- **Selected excerpt**
AppArmor for Complete System - Including init, PID1, Systemd, Everything! - Full System MAC policy

Here is the policy I’m working on Debian paste error

There is still a lot left to do but it works and doesn’t (yet) break everything.


Fits any existing package?

Whonix · GitHub

In theory it fits GitHub - Kicksecure/apparmor-profile-dist: AppArmor profile for Derivative Linux Distributions - - for better security (hardening). but… [1]
Or new package?

[1] Suggest to enable by default at some point? Not sure yet. Current policy for AppArmor was:

  • A) enable by default for packages shipped by Whonix - since then developers can test (and know) the AppArmor profile and unlikely to break things (sdwdate, …)
  • B) opt-in (install by user) for software upgraded through Debian or third parties (Tor Browser) since that is more likely to break.

- **Data lines**
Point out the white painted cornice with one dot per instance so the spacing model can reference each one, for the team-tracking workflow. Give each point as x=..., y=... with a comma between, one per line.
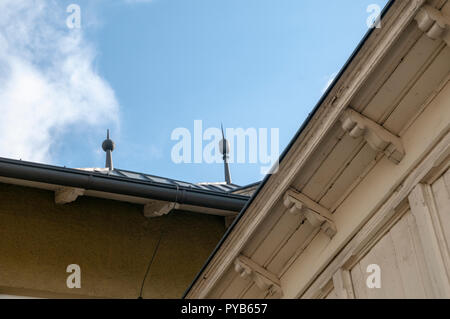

- **Written request 1**
From the AppArmor full-system policy post, print the passage from "Whonix · GitHub" to "likely to break.".
- **Written request 2**
Answer these questions using the AppArmor full-system policy post:
(a) Which GitHub repository is mentioned as one the policy might fit?
(b) Which program is given as an example of a package shipped by Whonix?
(c) What third-party software is named as an example of software that is more likely to break?

- **Exercise result 1**
Whonix · GitHub

In theory it fits GitHub - Kicksecure/apparmor-profile-dist: AppArmor profile for Derivative Linux Distributions - - for better security (hardening). but… [1]
Or new package?

[1] Suggest to enable by default at some point? Not sure yet. Current policy for AppArmor was:

  • A) enable by default for packages shipped by Whonix - since then developers can test (and know) the AppArmor profile and unlikely to break things (sdwdate, …)
  • B) opt-in (install by user) for software upgraded through Debian or third parties (Tor Browser) since that is more likely to break.

- **Exercise result 2**
(a) Kicksecure/apparmor-profile-dist
(b) sdwdate
(c) Tor Browser